Reproduce the lines of the material below word for word, starting at the line containing "Every <instance> block" and ending at the line containing "negative clicks: (178, 468)", both of those lines included.
[Start of section]
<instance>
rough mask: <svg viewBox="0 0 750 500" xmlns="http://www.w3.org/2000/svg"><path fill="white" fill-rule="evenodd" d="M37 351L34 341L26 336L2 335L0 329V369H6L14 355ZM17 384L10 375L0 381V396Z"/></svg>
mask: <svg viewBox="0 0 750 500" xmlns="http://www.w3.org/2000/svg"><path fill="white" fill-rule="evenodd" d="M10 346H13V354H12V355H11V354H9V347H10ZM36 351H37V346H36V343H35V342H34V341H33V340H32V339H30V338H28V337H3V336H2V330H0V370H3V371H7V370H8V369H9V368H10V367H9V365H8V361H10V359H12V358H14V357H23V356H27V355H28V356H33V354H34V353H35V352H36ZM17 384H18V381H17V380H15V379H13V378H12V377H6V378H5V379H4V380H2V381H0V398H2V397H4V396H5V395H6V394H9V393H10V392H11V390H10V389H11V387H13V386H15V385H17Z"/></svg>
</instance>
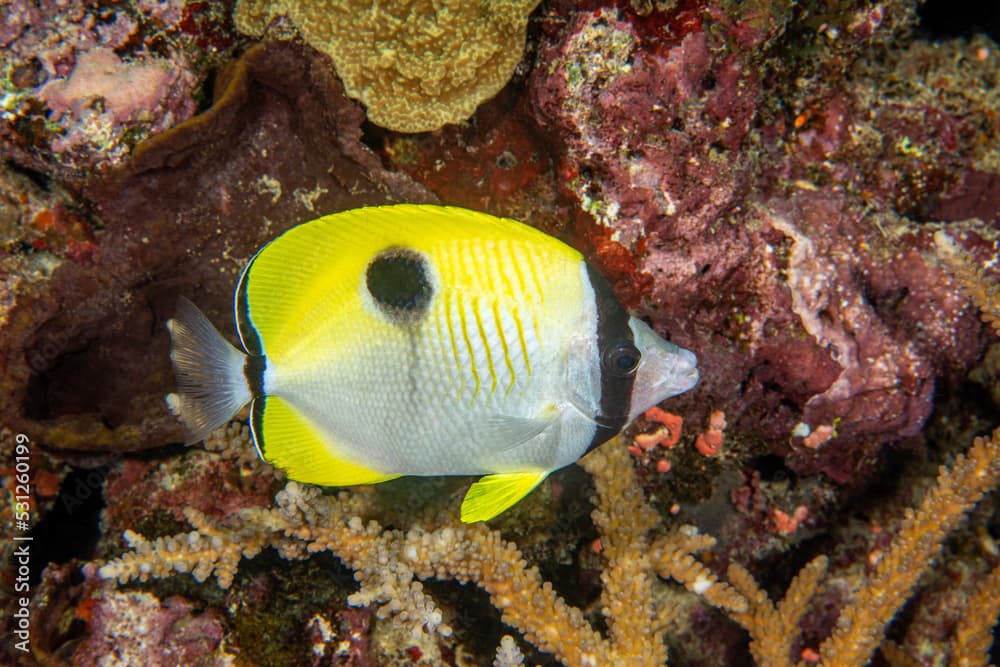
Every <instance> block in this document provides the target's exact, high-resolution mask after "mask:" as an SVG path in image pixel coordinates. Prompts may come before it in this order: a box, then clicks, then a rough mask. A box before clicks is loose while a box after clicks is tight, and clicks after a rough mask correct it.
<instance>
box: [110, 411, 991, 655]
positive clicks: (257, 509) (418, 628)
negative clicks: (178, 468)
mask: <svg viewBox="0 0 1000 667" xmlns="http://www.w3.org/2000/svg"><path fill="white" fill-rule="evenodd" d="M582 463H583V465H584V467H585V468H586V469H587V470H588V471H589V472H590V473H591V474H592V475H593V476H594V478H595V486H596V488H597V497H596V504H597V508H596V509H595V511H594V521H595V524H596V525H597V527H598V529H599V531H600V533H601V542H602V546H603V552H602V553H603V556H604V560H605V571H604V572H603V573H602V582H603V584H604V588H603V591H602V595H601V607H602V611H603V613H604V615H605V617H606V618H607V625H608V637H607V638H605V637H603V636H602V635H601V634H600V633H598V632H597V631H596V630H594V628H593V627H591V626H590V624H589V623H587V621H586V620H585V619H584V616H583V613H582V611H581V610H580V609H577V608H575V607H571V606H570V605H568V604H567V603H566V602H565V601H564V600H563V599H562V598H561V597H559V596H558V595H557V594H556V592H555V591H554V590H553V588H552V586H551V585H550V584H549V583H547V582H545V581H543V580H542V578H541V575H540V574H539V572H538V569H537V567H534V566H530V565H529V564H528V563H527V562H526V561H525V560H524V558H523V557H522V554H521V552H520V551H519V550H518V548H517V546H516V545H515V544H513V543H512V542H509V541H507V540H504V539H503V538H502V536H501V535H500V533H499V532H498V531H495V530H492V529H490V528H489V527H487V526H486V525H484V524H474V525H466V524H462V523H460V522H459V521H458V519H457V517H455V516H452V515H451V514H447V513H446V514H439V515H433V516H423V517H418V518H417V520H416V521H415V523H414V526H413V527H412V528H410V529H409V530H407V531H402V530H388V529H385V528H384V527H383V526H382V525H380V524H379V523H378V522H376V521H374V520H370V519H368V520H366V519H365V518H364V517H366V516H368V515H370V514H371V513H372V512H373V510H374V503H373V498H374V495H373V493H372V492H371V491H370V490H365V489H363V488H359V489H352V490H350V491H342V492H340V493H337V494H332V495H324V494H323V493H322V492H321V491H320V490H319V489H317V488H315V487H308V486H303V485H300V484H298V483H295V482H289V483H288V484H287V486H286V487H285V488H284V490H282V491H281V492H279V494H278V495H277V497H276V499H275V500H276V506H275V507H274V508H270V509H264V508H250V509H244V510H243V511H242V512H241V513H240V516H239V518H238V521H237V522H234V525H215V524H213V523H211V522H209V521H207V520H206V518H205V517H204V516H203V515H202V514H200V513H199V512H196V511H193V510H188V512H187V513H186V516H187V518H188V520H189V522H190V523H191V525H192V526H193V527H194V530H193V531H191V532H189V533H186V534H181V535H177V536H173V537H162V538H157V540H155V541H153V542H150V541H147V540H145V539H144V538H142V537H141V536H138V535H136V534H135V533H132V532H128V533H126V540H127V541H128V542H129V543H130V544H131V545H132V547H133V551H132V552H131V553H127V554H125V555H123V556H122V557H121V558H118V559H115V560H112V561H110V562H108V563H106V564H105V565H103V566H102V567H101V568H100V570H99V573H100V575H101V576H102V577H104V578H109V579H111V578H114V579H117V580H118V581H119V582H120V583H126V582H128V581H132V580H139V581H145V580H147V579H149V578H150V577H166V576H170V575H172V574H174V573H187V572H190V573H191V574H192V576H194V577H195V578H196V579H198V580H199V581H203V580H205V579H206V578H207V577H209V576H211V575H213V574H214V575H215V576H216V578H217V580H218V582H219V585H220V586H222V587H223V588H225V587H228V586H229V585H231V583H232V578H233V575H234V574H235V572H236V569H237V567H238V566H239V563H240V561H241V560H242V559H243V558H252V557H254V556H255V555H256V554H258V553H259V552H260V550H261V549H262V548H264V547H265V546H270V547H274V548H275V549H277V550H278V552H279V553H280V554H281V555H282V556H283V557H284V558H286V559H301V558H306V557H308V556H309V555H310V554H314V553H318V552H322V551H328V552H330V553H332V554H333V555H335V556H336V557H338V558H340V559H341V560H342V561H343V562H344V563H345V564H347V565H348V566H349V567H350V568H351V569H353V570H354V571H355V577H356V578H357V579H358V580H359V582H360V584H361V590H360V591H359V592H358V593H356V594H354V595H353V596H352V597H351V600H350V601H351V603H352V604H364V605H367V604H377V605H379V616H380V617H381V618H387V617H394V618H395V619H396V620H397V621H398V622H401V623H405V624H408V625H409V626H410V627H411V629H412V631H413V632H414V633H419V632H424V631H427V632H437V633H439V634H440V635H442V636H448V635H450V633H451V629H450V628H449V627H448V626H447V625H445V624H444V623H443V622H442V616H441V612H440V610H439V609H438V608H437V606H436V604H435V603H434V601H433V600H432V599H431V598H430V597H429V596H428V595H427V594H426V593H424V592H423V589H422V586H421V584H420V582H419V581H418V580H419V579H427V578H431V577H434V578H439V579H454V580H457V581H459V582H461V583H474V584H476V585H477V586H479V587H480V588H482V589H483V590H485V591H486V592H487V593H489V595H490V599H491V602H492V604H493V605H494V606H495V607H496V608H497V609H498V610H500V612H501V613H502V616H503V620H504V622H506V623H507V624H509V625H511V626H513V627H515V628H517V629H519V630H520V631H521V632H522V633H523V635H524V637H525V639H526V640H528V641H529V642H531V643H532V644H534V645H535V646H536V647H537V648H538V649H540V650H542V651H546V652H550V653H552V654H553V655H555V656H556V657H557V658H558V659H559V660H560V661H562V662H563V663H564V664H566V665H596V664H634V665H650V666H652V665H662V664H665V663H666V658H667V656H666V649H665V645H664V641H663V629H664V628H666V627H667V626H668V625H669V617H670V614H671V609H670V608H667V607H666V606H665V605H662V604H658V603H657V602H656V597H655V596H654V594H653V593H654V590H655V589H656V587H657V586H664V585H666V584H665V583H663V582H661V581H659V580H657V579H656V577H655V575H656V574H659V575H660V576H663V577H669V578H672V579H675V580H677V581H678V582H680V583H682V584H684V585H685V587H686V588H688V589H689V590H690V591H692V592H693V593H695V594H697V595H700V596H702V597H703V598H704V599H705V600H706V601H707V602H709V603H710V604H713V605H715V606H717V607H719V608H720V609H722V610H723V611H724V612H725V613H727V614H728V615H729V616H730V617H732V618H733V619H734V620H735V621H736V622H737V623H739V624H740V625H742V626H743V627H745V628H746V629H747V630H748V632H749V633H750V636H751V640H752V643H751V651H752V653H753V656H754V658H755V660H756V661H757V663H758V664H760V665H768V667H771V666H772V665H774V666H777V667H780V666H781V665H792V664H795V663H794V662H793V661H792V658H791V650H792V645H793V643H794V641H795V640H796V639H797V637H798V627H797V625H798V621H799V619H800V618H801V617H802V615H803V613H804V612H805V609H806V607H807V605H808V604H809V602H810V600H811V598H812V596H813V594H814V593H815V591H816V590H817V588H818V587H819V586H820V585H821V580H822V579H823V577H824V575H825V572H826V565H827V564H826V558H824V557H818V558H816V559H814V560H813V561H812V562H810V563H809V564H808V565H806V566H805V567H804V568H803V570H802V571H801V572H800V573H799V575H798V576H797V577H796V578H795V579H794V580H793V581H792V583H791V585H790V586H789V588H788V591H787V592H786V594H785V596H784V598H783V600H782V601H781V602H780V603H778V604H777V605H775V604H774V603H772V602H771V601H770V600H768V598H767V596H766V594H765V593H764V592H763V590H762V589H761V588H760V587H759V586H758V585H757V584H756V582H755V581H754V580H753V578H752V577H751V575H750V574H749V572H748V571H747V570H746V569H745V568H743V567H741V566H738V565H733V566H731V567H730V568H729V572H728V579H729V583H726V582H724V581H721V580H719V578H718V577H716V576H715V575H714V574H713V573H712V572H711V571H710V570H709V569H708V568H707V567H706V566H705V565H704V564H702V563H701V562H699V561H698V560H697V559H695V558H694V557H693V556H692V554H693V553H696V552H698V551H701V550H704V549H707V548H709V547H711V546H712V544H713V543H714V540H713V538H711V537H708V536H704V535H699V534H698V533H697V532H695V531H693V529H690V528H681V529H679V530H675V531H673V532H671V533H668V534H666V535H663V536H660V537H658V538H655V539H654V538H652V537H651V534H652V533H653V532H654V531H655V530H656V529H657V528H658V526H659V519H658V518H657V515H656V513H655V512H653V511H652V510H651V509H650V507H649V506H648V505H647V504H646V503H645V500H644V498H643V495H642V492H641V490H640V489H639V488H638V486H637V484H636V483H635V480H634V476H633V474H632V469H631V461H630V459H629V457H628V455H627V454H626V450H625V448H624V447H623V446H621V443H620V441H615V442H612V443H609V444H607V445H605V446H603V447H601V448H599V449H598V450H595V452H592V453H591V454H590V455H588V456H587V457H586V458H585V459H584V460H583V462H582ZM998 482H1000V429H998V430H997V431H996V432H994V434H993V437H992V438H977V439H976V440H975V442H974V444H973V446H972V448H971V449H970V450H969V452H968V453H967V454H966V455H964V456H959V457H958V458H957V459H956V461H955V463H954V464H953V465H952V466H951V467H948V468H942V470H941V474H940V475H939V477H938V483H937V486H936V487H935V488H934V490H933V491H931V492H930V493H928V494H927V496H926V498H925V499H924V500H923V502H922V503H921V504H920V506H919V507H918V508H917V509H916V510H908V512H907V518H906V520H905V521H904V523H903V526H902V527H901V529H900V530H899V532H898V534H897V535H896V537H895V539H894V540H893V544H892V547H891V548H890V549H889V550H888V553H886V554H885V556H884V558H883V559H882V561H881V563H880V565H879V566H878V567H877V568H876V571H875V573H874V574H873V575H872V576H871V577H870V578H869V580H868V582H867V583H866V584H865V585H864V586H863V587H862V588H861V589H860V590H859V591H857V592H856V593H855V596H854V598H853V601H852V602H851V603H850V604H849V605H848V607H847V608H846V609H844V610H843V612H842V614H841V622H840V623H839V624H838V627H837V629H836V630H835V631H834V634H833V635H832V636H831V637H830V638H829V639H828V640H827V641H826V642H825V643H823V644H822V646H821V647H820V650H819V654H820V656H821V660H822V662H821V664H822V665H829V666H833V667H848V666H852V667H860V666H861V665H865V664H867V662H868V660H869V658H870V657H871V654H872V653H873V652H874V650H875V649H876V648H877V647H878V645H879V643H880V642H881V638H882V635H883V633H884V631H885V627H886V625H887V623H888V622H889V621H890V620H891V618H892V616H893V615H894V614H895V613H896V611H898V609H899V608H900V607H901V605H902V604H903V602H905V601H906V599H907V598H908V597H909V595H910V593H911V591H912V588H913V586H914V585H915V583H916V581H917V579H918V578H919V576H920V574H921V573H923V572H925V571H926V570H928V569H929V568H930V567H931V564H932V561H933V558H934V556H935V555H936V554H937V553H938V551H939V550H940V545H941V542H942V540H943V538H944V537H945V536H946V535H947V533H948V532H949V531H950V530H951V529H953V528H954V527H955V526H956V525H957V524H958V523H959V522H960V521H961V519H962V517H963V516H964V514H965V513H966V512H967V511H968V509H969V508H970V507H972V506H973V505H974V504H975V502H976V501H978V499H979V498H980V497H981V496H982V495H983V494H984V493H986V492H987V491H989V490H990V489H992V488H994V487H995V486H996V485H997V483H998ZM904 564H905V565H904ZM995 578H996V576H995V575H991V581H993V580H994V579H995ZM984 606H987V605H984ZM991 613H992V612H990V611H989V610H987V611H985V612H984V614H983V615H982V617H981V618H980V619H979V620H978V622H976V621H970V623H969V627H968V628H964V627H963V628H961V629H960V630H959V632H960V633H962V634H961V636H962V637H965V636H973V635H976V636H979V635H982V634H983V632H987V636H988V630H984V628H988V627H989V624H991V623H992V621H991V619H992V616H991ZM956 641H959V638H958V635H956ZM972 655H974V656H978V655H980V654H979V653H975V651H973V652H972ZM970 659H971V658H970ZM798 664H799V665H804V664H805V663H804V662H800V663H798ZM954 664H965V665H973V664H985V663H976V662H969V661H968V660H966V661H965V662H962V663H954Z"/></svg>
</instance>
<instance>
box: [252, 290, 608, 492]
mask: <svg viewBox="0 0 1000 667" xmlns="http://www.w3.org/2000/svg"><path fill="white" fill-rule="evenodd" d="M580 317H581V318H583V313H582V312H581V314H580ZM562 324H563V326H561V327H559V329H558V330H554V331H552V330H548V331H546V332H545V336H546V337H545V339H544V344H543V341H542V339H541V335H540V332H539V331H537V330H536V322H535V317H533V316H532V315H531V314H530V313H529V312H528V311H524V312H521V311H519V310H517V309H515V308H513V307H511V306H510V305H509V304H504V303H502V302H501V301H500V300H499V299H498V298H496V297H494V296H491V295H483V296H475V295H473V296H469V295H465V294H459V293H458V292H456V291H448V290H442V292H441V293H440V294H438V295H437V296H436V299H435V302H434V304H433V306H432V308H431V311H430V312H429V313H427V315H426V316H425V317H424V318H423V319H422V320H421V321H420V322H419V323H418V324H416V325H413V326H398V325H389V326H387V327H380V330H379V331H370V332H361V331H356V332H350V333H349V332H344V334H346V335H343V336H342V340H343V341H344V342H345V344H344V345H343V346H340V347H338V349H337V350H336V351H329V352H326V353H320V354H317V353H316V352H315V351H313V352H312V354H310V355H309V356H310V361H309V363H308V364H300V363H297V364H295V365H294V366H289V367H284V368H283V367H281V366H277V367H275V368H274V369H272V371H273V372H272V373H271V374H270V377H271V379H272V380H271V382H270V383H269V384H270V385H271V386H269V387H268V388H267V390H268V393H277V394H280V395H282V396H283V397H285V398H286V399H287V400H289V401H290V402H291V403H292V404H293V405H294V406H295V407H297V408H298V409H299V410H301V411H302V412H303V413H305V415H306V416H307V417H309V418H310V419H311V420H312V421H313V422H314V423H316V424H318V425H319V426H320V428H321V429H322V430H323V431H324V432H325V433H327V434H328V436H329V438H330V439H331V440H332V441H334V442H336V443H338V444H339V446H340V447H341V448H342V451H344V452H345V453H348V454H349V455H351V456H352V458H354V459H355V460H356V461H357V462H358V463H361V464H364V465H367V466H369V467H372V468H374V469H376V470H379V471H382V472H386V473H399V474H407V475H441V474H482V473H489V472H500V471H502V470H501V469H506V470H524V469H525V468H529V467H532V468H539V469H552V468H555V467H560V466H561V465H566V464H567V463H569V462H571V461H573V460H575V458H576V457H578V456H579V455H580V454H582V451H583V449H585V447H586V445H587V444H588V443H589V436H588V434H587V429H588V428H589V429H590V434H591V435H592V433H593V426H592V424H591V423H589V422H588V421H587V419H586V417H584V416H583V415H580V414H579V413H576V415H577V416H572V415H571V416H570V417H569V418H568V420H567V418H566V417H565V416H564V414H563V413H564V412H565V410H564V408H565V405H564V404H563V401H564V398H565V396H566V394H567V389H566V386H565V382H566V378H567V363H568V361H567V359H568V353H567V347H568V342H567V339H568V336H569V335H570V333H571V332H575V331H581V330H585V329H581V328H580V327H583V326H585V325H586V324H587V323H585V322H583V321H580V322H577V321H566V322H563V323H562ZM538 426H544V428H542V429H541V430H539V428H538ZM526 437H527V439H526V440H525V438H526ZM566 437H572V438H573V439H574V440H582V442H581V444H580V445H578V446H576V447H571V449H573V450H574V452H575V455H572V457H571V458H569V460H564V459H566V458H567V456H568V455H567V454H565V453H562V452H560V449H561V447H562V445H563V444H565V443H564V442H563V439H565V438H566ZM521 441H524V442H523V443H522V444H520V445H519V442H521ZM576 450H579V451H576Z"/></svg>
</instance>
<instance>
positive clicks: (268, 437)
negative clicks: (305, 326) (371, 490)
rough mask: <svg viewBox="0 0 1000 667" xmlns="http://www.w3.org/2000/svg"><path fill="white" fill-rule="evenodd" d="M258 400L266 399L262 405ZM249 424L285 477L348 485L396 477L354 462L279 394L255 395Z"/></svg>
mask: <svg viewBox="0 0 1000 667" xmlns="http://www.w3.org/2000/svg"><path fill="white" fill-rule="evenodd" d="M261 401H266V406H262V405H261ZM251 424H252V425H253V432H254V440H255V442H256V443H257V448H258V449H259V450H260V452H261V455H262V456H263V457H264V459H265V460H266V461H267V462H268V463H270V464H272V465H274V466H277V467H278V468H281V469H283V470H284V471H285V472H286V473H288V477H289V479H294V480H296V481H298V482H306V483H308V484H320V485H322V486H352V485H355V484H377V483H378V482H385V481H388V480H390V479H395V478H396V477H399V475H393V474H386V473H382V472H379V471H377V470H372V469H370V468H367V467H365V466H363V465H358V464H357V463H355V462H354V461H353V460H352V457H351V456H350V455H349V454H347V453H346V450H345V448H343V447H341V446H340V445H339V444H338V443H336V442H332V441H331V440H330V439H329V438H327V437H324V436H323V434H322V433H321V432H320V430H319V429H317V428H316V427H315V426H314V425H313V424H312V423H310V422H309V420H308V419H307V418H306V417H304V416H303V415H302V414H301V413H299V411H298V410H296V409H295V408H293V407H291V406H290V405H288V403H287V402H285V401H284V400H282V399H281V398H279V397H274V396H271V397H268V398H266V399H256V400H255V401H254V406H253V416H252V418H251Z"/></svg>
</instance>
[End of section]
__OUTPUT OF THE EXERCISE__.
Every <instance> block in this document provides the target's exact, high-resolution mask after "mask:" as an SVG path in image pixel coordinates. Prompts may come before it in this order: a box, then clicks, then a rough mask. A box before clicks is loose while a box after clicks is tight, and clicks after a rough mask correct it.
<instance>
box: [110, 411, 991, 655]
positive clicks: (257, 509) (418, 628)
negative clicks: (178, 468)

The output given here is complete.